Reproduce every line of the records below verbatim, with nothing added or left out.

>> BEGIN

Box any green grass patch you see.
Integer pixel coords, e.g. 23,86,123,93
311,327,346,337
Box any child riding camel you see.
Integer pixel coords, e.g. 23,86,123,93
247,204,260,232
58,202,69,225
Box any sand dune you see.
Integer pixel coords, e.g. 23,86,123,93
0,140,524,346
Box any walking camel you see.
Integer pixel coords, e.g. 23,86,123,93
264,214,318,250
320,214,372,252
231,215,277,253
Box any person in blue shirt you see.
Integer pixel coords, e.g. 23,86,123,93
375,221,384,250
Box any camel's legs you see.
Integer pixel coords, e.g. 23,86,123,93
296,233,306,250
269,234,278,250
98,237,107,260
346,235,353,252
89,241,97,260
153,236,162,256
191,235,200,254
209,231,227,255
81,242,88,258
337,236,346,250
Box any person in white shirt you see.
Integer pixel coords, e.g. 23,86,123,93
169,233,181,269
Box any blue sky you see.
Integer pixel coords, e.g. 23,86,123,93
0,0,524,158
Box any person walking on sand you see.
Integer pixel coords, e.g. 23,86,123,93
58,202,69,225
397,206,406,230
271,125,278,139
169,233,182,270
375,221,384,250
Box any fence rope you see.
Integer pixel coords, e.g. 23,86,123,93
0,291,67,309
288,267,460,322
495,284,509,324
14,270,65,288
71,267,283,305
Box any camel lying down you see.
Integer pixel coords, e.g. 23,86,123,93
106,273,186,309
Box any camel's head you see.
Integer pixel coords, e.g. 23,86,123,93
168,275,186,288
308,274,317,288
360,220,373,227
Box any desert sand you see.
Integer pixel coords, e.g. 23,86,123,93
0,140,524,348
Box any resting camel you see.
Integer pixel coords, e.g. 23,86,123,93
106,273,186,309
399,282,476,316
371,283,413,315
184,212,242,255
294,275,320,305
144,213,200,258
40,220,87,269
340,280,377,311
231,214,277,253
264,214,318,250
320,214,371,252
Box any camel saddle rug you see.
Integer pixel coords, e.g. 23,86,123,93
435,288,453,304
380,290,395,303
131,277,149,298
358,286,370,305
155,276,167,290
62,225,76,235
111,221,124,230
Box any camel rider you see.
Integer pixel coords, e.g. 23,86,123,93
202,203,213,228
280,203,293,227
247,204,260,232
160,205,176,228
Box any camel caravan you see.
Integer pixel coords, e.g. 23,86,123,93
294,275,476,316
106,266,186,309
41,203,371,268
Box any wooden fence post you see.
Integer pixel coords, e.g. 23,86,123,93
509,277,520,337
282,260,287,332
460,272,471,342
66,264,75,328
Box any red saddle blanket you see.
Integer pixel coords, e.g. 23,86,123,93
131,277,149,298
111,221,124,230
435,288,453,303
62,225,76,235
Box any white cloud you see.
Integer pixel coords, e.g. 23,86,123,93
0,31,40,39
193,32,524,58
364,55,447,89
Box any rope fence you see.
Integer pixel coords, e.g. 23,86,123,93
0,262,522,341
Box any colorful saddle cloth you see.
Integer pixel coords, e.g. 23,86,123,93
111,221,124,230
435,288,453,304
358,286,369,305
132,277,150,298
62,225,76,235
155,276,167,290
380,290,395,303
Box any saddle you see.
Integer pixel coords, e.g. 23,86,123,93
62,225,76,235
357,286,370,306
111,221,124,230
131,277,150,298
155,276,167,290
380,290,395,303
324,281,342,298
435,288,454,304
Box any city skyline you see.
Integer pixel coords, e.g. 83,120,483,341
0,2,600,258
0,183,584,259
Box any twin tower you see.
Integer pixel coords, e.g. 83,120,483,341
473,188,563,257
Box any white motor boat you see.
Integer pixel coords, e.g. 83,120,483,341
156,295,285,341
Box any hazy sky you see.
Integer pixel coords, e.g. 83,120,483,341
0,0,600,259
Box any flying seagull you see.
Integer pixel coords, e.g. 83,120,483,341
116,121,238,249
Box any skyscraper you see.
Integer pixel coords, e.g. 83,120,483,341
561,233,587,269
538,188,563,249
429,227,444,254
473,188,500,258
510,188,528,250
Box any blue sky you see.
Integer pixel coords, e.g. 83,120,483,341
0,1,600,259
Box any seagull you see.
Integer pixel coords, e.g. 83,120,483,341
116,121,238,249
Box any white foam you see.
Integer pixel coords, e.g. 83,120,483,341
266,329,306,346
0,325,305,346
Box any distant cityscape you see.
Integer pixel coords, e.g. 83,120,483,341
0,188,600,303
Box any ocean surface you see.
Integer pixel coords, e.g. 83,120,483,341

>> END

(Result below)
Box any green grass patch you see.
Integer pixel coords, e.g. 23,86,123,93
311,327,346,337
Box any child riding camel you see.
Integer pixel coords, e.g. 23,86,123,93
247,204,260,232
58,202,69,225
Box any sand dune you see.
Integer pixel coords, e.g. 23,86,123,93
0,140,524,346
Box any walking camel you see.
Integer pixel coords, e.g. 23,86,123,93
264,214,318,250
320,214,372,252
231,215,277,253
Box any person in blue shirt you see.
Integer pixel coords, e.g. 23,86,123,93
375,221,384,250
Box any camel's legs you see.
Integer pixel coords, e.g. 23,86,123,93
296,233,306,250
269,234,278,250
98,237,107,260
346,235,353,252
89,241,97,260
153,236,162,256
191,235,200,254
209,231,227,255
81,242,88,258
337,236,346,250
Box any person in white shirt you see.
Integer pixel coords, e.g. 23,86,123,93
169,233,181,269
Box any blue sky you see.
Integer pixel coords, e.g. 23,86,123,93
0,0,524,158
Box any person walking on sand you see.
Integer pixel coords, e.g. 23,86,123,93
58,202,69,225
397,206,406,230
271,125,278,139
169,233,182,270
375,221,384,250
Box any fence rope you see.
Integer pixel coords, e.g. 23,86,123,93
0,291,67,309
288,267,460,322
495,284,509,324
14,270,65,288
71,267,283,305
Box any camel lying down you see.
Integer pixel coords, e.g. 23,86,123,93
106,273,186,309
Box any camel's head you see.
Integer pixel coords, e.g. 23,86,123,93
168,275,186,288
308,274,317,288
360,220,373,227
Box any desert sand you see.
Integer pixel coords, e.g. 23,86,123,93
0,140,524,348
Box any resting camel you see.
Integer pixel coords, e.g. 23,86,123,93
106,273,186,309
399,282,476,316
371,283,413,315
184,212,242,255
294,275,320,305
144,213,200,258
40,220,87,269
340,280,377,311
231,214,277,253
264,214,318,250
320,214,371,252
Box any camel saddle rug you see.
Integer pixel coords, e.g. 23,86,123,93
435,288,453,304
380,290,395,303
131,277,149,298
358,286,370,305
155,276,167,290
62,225,76,235
111,221,124,230
Box any camel rider you see.
Integer pixel coords, e.g. 23,86,123,93
202,203,213,228
280,203,293,227
247,204,260,232
160,205,176,228
Box any camel caravan you see.
Integer pixel coords, e.g. 23,86,123,93
294,275,476,316
106,266,186,309
41,203,371,268
Box any wooden fence post you see.
Integer pixel coords, e.g. 23,86,123,93
509,277,520,337
282,260,287,332
460,272,471,342
66,264,75,328
Box any red saddle blanket you see.
Integer pixel coords, e.g. 23,86,123,93
131,277,149,298
111,221,124,230
435,288,453,303
62,225,76,235
Box any white cloud you see.
Integer pixel coords, e.g. 23,86,123,93
0,31,40,39
193,32,524,58
364,55,447,89
Box any rope fence you see.
Integer pixel coords, e.g. 23,86,123,93
0,262,522,341
Box any colorful saddle cloth you see.
Integer pixel coords, e.g. 23,86,123,93
111,221,124,230
435,288,453,304
358,286,369,305
132,277,150,298
62,225,76,235
155,276,167,290
380,290,395,303
Box any saddle you see.
Integer pixel coords, e.g. 23,86,123,93
62,225,76,235
357,286,370,306
111,221,124,230
131,277,150,298
155,276,167,290
380,290,395,303
324,281,342,298
435,288,454,304
Box any city skyline you see.
Integer pixel coords, e.g. 83,120,483,341
0,2,600,258
0,183,584,259
Box any twin tower you see.
Integer pixel coords, e.g. 83,120,483,341
473,188,563,257
Box any white motor boat you see.
Integer pixel coords, e.g. 83,120,483,341
156,295,285,341
Box any hazy sky you see.
Integer pixel coords, e.g. 83,120,483,341
0,0,600,259
Box any flying seagull you see.
Integer pixel coords, e.g. 83,120,483,341
116,121,238,249
Box any skyscraper you see.
Integer pixel coords, e.g. 83,120,483,341
561,233,587,269
538,188,563,249
429,227,444,254
473,188,500,258
510,188,528,250
Box any blue sky you see.
Integer pixel coords, e.g. 83,120,483,341
0,1,600,259
Box any seagull you see.
Integer pixel coords, e.g. 83,120,483,341
116,121,238,249
Box any white foam you see.
Integer pixel coords, e.g. 83,120,483,341
266,329,306,346
0,325,305,346
Box any distant cityscape you see.
Integer pixel coords, e.g. 83,120,483,341
0,188,600,303
Box any ocean surface you see.
Integer pixel coords, e.g. 83,120,483,341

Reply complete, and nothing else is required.